[Data extracted from a collection]
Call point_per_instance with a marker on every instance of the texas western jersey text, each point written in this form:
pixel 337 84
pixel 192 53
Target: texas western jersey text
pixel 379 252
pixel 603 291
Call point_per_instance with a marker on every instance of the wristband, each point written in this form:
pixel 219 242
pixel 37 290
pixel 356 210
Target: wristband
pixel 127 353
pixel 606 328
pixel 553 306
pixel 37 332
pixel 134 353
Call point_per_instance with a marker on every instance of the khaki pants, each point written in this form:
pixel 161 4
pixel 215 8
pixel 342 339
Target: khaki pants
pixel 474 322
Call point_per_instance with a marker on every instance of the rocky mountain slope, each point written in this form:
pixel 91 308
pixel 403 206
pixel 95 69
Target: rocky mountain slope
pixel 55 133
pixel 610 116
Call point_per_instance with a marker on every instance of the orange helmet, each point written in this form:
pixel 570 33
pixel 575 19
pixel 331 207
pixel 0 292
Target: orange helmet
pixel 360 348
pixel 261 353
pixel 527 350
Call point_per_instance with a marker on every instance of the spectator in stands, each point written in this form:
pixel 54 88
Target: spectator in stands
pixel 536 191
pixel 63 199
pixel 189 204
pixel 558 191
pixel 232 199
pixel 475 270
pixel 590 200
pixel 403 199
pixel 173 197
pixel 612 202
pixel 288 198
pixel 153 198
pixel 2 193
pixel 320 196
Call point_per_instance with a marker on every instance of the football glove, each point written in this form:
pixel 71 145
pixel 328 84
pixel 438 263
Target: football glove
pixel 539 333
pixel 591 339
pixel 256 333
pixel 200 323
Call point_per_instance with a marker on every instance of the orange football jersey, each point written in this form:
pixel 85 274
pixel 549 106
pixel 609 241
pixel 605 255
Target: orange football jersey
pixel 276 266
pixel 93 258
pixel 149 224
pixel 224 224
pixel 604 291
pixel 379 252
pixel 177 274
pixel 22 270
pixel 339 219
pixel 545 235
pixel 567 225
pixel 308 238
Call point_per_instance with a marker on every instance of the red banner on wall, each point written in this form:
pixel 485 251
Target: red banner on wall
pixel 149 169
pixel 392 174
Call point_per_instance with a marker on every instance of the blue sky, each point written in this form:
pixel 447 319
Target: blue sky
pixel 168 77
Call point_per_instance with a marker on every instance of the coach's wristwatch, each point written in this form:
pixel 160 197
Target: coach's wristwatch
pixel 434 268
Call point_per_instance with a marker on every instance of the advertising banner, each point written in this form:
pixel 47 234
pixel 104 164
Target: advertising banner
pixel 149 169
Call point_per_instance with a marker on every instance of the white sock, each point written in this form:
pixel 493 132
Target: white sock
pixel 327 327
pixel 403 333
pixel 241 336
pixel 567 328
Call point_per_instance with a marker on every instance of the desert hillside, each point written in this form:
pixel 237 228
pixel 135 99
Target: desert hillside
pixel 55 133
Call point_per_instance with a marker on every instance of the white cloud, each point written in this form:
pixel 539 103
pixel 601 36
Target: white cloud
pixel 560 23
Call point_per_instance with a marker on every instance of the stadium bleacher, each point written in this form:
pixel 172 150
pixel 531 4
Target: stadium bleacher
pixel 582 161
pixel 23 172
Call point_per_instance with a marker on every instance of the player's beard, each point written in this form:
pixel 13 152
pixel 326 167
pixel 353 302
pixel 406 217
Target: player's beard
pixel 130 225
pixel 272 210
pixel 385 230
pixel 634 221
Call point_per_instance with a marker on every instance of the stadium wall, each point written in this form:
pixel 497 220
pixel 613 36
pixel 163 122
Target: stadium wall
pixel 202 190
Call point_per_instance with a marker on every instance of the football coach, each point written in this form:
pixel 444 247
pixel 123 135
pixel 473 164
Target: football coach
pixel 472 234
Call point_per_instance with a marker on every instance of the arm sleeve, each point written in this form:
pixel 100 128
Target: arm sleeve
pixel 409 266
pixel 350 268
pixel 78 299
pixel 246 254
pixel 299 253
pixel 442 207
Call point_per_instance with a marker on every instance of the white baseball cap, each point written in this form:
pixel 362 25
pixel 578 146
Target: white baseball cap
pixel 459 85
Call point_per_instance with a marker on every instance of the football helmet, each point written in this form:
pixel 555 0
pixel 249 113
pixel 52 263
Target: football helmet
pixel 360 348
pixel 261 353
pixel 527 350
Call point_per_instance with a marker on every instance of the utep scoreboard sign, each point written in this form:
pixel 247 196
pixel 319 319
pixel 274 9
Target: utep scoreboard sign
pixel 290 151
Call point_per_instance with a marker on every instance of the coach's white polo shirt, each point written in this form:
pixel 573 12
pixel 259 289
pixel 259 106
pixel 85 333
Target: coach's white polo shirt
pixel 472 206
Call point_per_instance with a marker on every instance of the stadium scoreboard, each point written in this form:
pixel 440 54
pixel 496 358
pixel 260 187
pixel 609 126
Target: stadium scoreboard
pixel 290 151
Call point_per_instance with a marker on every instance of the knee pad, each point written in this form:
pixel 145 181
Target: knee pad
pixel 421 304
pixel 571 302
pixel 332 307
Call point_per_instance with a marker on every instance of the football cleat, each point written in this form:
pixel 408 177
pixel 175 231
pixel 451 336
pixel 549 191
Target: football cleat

...

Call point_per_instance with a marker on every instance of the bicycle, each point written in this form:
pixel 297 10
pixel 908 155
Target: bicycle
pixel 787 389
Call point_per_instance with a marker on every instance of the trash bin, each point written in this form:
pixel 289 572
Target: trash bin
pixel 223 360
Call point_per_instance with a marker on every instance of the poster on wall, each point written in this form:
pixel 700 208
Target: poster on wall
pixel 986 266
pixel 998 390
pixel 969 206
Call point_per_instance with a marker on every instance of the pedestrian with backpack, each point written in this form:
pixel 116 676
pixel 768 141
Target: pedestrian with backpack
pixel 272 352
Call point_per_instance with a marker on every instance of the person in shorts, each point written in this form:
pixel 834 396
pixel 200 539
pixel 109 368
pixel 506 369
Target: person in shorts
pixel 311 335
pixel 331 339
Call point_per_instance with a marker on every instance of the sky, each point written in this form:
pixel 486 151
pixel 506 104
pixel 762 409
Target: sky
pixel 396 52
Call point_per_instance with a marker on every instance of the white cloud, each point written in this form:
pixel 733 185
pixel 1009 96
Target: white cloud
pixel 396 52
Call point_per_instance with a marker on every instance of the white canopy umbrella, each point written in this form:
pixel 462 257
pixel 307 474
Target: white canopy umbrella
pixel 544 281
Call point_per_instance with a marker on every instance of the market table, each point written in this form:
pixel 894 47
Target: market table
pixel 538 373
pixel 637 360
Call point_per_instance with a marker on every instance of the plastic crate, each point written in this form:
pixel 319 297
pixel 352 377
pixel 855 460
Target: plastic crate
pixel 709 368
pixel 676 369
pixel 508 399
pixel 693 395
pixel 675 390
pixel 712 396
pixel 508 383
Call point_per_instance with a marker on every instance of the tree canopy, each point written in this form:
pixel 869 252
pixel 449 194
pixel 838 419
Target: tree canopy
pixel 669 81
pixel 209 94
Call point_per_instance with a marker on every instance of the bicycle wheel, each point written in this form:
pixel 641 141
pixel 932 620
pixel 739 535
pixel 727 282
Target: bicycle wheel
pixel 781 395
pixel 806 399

THE TASK:
Rewrite the records from the line containing "of the player's" through the line containing "pixel 472 234", inclusive, substituting "head coach" for each occurrence of "football coach" and leaving everything else unchanged. Provide only those lines.

RESPONSE:
Call point_per_instance with a marker on every instance of the player's beard, each point written in this form:
pixel 13 152
pixel 326 167
pixel 353 302
pixel 406 217
Target: player's beard
pixel 130 225
pixel 272 210
pixel 385 230
pixel 634 221
Call point_per_instance with a marker on every instance of the stadium wall, each point written in this form:
pixel 497 220
pixel 613 36
pixel 163 122
Target: stadium wall
pixel 202 190
Call point_per_instance with a marker on every instance of the head coach, each point written in this form:
pixel 444 247
pixel 123 135
pixel 473 164
Target: head coach
pixel 472 234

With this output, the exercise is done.